The task
Put every line of the rows below into a JSON list of strings, one string per line, leaving out any blank lines.

Listed records
----------

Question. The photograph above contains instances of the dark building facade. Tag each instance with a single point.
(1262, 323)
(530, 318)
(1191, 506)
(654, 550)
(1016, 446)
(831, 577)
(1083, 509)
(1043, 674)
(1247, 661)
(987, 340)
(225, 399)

----------

Solution
[
  "Question. The photograph above contains instances of the dark building facade. Tag each instance with a single point.",
  "(1262, 323)",
  "(530, 318)",
  "(1191, 506)",
  "(654, 550)",
  "(1016, 446)",
  "(831, 577)",
  "(1083, 509)",
  "(1043, 674)",
  "(1247, 661)",
  "(987, 340)",
  "(225, 399)"
]